◆ **REQUEST**
Pick out each line in the entries below that contains the word "sock", and copy those lines.

++++ RECORDS SHOWN ++++

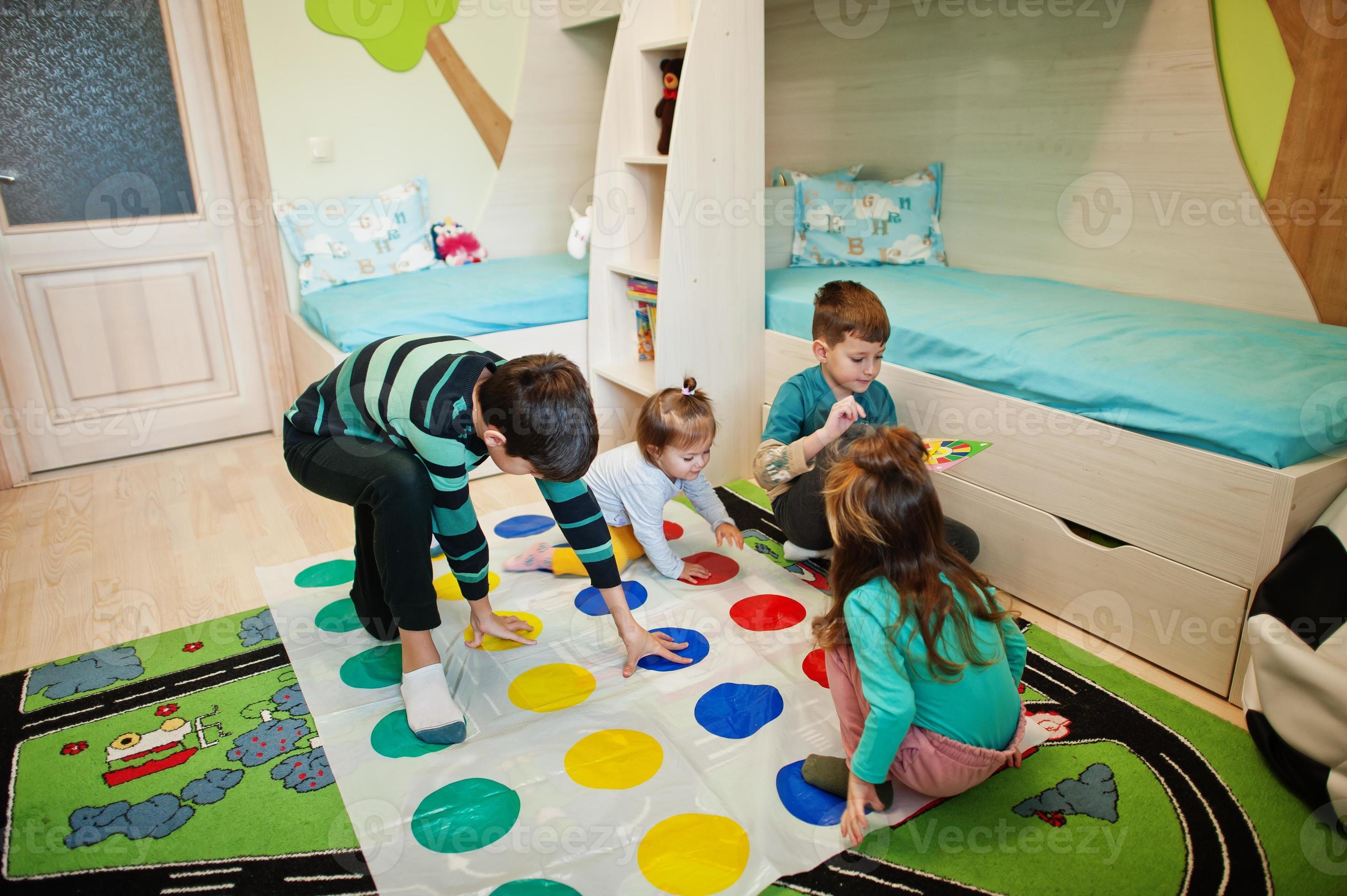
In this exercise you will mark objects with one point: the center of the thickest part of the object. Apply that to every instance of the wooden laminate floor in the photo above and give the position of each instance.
(167, 541)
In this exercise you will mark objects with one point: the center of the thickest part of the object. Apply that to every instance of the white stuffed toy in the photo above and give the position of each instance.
(577, 242)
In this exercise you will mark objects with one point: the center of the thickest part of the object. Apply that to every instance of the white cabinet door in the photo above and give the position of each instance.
(126, 324)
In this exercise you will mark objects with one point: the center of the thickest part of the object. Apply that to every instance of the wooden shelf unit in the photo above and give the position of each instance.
(647, 270)
(661, 46)
(709, 266)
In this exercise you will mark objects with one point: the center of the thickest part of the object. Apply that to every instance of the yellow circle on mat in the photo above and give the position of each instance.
(694, 855)
(492, 643)
(446, 587)
(615, 759)
(547, 689)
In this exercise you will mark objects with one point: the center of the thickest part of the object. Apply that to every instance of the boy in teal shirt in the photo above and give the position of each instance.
(818, 407)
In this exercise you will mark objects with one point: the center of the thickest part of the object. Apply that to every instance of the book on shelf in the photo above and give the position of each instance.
(646, 293)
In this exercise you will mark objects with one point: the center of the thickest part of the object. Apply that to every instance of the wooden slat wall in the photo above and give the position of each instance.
(1307, 197)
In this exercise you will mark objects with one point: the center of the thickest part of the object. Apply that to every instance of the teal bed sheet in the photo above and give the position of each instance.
(488, 297)
(1249, 386)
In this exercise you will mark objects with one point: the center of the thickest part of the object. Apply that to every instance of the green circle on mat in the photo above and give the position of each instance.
(376, 667)
(338, 616)
(535, 887)
(326, 575)
(395, 740)
(465, 816)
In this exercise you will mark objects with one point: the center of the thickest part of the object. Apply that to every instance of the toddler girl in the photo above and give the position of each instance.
(634, 483)
(923, 663)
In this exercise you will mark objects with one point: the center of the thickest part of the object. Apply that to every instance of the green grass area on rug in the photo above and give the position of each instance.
(1139, 791)
(166, 754)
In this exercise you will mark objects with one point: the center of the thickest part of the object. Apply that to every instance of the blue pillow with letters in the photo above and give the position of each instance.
(869, 221)
(360, 238)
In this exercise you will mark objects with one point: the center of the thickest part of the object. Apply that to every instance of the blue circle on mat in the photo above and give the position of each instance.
(697, 647)
(737, 710)
(805, 801)
(592, 603)
(524, 526)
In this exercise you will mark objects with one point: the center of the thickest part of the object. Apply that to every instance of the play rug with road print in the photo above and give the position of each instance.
(1136, 791)
(180, 763)
(187, 763)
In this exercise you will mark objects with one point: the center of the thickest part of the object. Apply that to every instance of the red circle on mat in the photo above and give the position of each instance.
(814, 667)
(722, 568)
(768, 612)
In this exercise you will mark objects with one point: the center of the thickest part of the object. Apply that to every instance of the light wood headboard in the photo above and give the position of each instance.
(1019, 108)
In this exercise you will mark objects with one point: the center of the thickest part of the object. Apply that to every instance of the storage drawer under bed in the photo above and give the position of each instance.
(1178, 618)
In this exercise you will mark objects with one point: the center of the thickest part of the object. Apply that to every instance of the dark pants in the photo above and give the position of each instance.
(392, 495)
(802, 515)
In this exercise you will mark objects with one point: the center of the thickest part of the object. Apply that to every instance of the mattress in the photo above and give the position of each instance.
(1249, 386)
(488, 297)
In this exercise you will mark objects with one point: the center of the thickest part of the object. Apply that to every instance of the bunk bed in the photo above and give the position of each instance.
(511, 306)
(1152, 394)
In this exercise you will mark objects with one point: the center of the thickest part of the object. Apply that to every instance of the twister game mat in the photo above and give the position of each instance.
(182, 762)
(573, 779)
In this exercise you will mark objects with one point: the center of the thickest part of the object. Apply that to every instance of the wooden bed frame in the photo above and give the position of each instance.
(1032, 117)
(1202, 530)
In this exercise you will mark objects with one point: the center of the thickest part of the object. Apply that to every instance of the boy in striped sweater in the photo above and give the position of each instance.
(394, 433)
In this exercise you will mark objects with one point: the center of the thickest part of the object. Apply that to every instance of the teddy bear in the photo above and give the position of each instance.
(673, 70)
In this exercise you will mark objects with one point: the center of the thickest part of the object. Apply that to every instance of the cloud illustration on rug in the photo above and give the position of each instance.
(267, 741)
(305, 773)
(88, 673)
(1094, 794)
(212, 787)
(157, 817)
(291, 700)
(258, 628)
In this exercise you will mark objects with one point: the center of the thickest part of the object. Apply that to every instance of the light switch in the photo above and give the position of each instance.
(321, 149)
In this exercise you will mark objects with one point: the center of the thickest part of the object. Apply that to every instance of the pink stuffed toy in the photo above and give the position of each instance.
(456, 244)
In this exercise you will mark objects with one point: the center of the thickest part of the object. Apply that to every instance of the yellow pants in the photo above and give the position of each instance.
(625, 549)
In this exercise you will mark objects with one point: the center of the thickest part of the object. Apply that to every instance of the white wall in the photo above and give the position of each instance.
(387, 126)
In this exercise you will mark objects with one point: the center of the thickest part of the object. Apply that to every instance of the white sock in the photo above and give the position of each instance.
(432, 712)
(794, 551)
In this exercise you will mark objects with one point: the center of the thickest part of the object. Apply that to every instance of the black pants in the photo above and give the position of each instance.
(392, 495)
(802, 515)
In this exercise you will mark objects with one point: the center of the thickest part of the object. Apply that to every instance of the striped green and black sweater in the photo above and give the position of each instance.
(417, 393)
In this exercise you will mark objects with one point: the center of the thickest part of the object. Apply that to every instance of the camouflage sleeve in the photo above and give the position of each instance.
(776, 464)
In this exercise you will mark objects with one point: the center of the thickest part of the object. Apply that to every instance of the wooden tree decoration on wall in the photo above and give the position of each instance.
(396, 33)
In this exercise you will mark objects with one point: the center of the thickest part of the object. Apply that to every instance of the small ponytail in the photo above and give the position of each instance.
(682, 418)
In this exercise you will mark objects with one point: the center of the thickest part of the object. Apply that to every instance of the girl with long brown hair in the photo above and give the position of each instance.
(923, 662)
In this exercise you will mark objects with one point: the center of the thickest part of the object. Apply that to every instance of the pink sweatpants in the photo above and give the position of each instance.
(927, 762)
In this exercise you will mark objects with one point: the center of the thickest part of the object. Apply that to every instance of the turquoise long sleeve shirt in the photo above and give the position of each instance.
(981, 708)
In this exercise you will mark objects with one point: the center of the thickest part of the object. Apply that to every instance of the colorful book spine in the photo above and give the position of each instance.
(646, 293)
(644, 332)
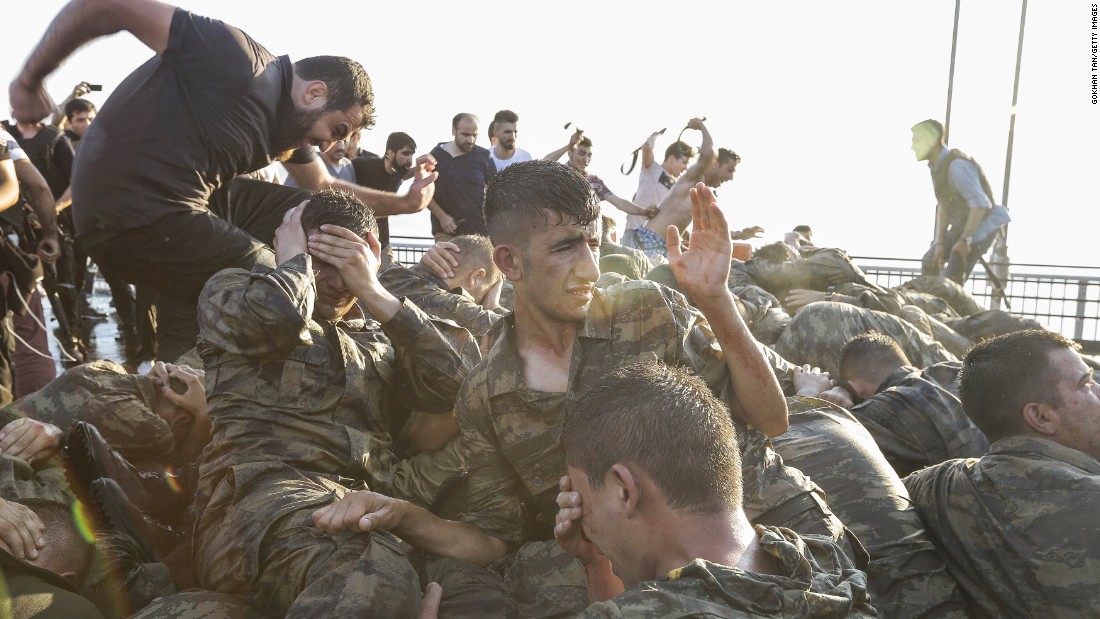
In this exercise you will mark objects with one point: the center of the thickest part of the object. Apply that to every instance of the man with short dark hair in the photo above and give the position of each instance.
(464, 170)
(967, 218)
(579, 150)
(1015, 524)
(504, 132)
(652, 507)
(301, 394)
(142, 185)
(386, 174)
(913, 420)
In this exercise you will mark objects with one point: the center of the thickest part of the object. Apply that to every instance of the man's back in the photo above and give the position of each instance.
(178, 126)
(816, 579)
(916, 422)
(1016, 527)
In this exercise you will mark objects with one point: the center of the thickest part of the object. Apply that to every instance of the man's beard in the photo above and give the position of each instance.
(290, 126)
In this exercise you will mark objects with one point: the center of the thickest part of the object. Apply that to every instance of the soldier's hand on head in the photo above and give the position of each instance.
(289, 236)
(839, 396)
(440, 258)
(703, 269)
(810, 382)
(30, 440)
(361, 510)
(567, 529)
(356, 258)
(429, 605)
(22, 532)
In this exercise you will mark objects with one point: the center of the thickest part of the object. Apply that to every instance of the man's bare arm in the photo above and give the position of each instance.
(42, 202)
(79, 22)
(369, 511)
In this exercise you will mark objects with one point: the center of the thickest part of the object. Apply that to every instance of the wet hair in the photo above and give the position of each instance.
(337, 207)
(933, 125)
(667, 422)
(349, 85)
(529, 192)
(398, 141)
(66, 549)
(679, 150)
(78, 106)
(1003, 374)
(461, 117)
(869, 356)
(476, 252)
(725, 155)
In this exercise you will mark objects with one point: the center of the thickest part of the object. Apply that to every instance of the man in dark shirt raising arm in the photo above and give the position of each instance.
(142, 185)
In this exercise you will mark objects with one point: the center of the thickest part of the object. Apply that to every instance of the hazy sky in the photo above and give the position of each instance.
(816, 97)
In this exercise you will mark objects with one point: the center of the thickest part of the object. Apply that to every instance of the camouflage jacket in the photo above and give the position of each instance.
(1018, 527)
(816, 581)
(512, 430)
(316, 396)
(917, 423)
(428, 291)
(103, 394)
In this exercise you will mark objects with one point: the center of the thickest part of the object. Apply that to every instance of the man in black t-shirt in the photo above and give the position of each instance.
(386, 174)
(142, 185)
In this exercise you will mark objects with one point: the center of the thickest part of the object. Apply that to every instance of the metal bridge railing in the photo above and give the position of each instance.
(1062, 298)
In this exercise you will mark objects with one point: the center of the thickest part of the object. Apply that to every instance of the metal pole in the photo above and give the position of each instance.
(1001, 247)
(950, 75)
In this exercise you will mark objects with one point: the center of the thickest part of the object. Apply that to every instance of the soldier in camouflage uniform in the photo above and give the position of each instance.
(1018, 526)
(141, 417)
(659, 499)
(300, 386)
(906, 576)
(469, 295)
(914, 421)
(818, 331)
(512, 406)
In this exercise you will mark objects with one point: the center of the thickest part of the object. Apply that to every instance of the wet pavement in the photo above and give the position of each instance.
(102, 338)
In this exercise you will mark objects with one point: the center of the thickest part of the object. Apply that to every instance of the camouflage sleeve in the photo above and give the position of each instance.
(493, 499)
(461, 309)
(257, 313)
(433, 356)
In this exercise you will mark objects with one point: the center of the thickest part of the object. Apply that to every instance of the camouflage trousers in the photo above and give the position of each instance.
(906, 575)
(820, 330)
(255, 539)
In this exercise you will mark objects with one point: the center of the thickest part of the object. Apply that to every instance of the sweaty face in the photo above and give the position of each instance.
(333, 298)
(80, 122)
(924, 141)
(580, 158)
(560, 267)
(299, 128)
(403, 159)
(465, 134)
(1079, 406)
(506, 134)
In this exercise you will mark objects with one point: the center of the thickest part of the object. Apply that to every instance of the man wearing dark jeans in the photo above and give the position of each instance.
(142, 185)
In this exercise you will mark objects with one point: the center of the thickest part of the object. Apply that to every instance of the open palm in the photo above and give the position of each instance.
(704, 268)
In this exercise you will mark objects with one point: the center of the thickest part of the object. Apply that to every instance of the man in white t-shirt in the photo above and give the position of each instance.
(503, 133)
(655, 181)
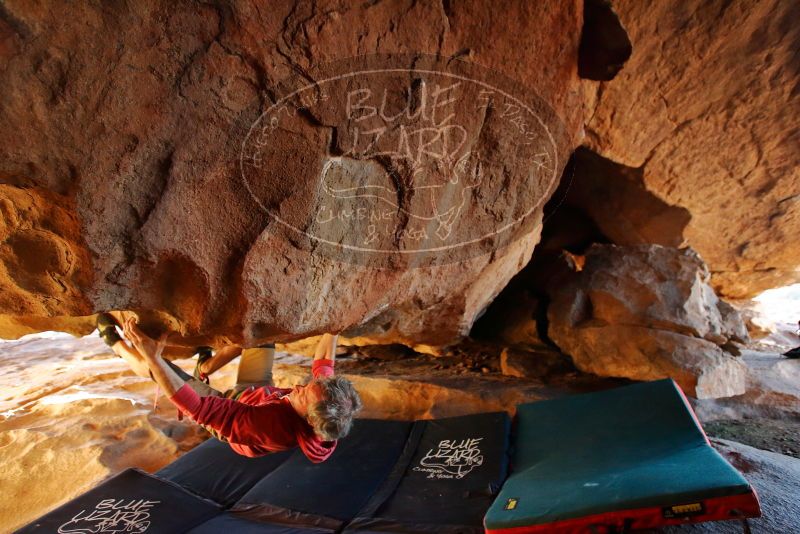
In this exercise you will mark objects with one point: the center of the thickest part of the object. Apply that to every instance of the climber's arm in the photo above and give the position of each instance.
(150, 350)
(326, 348)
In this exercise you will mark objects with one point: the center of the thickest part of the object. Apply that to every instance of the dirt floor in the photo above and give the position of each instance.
(781, 436)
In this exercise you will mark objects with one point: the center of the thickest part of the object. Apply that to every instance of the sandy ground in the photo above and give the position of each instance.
(72, 413)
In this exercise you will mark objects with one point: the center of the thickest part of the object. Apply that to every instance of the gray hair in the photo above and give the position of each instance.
(332, 417)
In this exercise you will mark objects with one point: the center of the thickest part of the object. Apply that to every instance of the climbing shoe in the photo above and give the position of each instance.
(793, 354)
(203, 354)
(107, 327)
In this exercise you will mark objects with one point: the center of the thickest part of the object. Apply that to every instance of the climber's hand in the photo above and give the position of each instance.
(148, 347)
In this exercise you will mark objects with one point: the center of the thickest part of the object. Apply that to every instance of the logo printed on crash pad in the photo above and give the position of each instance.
(452, 459)
(112, 515)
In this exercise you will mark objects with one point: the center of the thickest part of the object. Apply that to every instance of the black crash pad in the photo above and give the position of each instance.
(214, 471)
(132, 502)
(328, 494)
(231, 524)
(449, 476)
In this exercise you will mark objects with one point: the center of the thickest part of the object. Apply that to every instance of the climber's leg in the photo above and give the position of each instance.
(255, 367)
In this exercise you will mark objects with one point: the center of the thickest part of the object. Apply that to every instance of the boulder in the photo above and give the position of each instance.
(646, 312)
(210, 167)
(708, 119)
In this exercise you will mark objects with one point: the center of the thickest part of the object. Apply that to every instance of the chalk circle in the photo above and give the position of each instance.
(389, 160)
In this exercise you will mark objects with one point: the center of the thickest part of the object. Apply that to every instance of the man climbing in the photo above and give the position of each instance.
(255, 417)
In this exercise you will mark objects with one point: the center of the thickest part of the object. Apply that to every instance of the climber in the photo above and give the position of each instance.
(795, 352)
(254, 417)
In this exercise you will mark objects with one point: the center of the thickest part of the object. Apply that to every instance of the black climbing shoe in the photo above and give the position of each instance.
(793, 353)
(203, 354)
(107, 327)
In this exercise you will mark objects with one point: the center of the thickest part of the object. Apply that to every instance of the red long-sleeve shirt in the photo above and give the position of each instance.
(261, 421)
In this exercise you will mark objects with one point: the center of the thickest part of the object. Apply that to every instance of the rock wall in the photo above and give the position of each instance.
(127, 125)
(647, 312)
(183, 161)
(706, 109)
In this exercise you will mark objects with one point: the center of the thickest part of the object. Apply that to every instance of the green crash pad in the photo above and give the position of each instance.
(633, 457)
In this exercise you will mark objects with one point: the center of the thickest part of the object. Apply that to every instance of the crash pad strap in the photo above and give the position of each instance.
(715, 509)
(268, 513)
(396, 474)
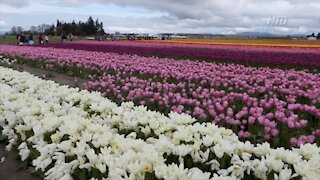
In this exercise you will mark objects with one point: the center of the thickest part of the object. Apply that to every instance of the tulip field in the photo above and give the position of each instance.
(153, 110)
(251, 55)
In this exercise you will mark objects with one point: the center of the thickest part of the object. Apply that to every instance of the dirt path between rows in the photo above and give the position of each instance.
(10, 167)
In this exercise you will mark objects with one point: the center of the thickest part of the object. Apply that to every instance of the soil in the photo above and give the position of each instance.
(10, 167)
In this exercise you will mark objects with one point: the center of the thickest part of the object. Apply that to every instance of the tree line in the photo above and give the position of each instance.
(87, 28)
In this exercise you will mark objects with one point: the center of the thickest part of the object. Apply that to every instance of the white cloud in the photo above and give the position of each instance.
(209, 16)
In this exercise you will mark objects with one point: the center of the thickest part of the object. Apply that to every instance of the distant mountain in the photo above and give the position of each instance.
(269, 34)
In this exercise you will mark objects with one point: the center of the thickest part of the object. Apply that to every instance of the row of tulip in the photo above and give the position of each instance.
(307, 57)
(278, 106)
(71, 134)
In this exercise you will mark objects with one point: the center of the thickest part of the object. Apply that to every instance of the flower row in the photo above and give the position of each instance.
(259, 104)
(68, 133)
(307, 57)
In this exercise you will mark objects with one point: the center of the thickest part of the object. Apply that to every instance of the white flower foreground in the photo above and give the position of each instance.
(68, 133)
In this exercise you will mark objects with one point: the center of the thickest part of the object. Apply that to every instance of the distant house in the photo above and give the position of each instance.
(311, 38)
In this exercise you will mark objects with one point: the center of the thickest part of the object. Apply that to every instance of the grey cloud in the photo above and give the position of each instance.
(15, 3)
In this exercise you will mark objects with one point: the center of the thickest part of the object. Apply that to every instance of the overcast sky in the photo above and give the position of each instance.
(186, 16)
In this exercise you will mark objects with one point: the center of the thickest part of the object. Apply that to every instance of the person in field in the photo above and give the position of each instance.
(46, 38)
(40, 39)
(30, 39)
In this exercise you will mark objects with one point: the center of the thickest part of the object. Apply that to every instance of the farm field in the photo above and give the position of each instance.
(154, 110)
(284, 57)
(250, 42)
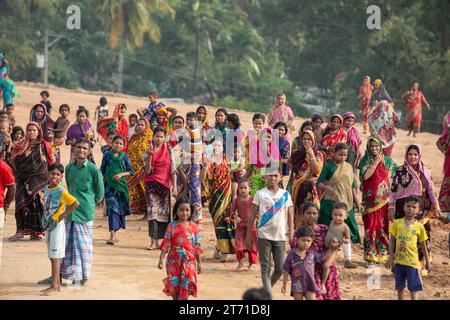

++++

◆ **FINISHED TASK**
In this exercise you will mark objects with one point: the center of the thickest part of the object. Apply that to every instance of the white sock in the photo above and give the position of each instance.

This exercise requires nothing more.